[Texte à lire]
--- --- ---
Ephéméride | Viktor Léon [3 Février]

3 février 1940

Viktor Hirshfeld, dit Viktor Léon, co-librettiste de la célèbre opérette, « La veuve joyeuse », meurt de faim dans la cave de Vienne où il se cachait des nazis.

La passion de Hitler pour l’opérette « La veuve joyeuse » était si excessive et si connue que lorsque Dimitri Chostakovich composa sa symphonie de Leningrad pendant le siège de la ville, il utilisa un thème de l’opérette pour représenter l’invasion allemande. L’utilisation de la symphonie dans des émissions dans des émissions pour remonter la population de Leningrad assiégée est restée célèbre.
Après avoir écouté le morceau, le compositeur hongrois anti-fasciste Béla Bartók, qui composait à l’époque son « Concerto pour orchestre », décida de se moquer lui aussi de ce thème dans l’Intermezzo Interrompu du Concerto auquel il répond par un chant d’amour nostalgique pour la Hongrie qui n’était plus.
A Hollywood, Alfred Hitchcock dans « L’ombre d’un doute », en 1943, utilisa aussi un thème de « La veuve joyeuse ». Son compositeur, Dimitri Tiomkin, la cite à plusieurs reprises et déforme progressivement la valse de l’opérette qui devient le leitmotiv d’un serial killer psychopathe. Le thème fait participer le public à la prise de conscience de l’innocente jeune femme, Charlie, que son charmant oncle est en réalité un tueur en série.

Comment un tel morceau de sirop sentimental a-t-il pu représenter autant de noirceur?

Bien que l’histoire ait déjà été connue, des détails étonnants ont été révélés dans la biographie de l’acteur Johannes Heesters, « Der Herr im Frack » (L’homme en queue-de-pie), par Jürgen Trimborn. La carrière de Heesters fut lancée quand il apparut à Munich en Danilo, le rôle masculin principal dans « La veuve joyeuse » – alors que Hitler était dans le public. Il joua ensuite le rôle 1 600 fois.
--- --- ---
[Données fournies]
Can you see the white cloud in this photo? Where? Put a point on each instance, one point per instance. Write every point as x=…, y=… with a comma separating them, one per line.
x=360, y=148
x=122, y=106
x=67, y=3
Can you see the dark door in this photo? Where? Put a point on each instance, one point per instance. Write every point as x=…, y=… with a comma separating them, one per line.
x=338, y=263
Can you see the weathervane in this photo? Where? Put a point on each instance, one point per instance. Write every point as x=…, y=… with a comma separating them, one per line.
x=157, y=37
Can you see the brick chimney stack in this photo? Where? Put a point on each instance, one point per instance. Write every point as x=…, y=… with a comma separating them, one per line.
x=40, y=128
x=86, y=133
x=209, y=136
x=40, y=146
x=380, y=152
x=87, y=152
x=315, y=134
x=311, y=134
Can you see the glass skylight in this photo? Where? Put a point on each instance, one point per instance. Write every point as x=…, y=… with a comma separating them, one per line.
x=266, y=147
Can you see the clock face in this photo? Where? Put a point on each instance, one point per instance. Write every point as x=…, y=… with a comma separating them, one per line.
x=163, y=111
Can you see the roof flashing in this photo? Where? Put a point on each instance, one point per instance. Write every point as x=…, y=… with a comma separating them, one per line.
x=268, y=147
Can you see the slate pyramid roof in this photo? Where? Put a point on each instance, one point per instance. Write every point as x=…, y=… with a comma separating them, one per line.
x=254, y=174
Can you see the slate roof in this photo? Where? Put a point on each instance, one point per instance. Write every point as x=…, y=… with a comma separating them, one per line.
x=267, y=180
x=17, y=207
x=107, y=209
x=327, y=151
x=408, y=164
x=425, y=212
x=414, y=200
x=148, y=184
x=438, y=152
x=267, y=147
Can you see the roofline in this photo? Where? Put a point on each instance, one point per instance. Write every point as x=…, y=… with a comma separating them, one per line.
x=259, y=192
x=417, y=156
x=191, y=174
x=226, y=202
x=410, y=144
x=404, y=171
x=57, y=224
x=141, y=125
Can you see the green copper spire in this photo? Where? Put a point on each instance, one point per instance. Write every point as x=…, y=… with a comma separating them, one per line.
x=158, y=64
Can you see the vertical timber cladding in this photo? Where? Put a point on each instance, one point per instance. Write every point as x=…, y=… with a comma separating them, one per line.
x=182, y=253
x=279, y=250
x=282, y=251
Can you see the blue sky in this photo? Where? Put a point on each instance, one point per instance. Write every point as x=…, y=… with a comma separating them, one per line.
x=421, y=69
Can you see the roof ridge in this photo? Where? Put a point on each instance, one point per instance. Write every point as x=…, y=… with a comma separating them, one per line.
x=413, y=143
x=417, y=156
--- --- ---
[Consigne] Rédigez la suite du texte consacré à Viktor Léon et à « La veuve joyeuse », en reprenant juste après sa dernière phrase.

[Réponse]
Bien que Goebbels ait d’abord classé Lehar comme artiste corrompu en raison de ses associations avec des Juifs, il changea rapidement de cap face à la folle histoire d’amour de Hitler pour « La veuve joyeuse ». Albert Speer a rapporté que la première chose que fit Hitler pour célébrer l’Anschluss fut de demander à Martin Bormann de jouer un enregistrement de l’opérette. La femme de ménage de Hitler raconta l’avoir vu se pomponner devant le miroir en demandant: « Qu’en pensez-vous? Ne suis-je pas Danilo? » Et pendant les deux dernières années de la guerre, Hitler rendait fou tout le monde dans son nid d’aigle, en écoutant encore et encore « La veuve joyeuse ».

En 1939, lors du festival d’été annuel des valeurs nazies (Deutsche Tage), le clou fut une série de représentations de « La veuve joyeuse » – auxquelles Hitler conseillait à tous les bons nazis d’assister. La pièce fut ainsi désignée comme un parfait exemple d ‘ »art allemand sacré » et, en conséquence, les productions de l’opérette se multiplièrent dans tout le Troisième Reich, avec des budgets de production de plus en plus étoffés grâce aux généreuses subventions de l’Etat.

Lehar se mit en quatre pour rendre la pareille. Il composa de la musique en l’honneur de Hitler et courtisa sa faveur. Il essaya même de dédier sa dernière opérette à Mussolini. (Le Duce refusa l’honneur au motif qu’il ne voulait pas que son nom soit associé à une œuvre qui ne représentait pas les idéaux fascistes de manière adéquate. Pour adoucir son refus, il joua néanmoins à Lehar quelques-unes de ses précédentes mélodies au violon.)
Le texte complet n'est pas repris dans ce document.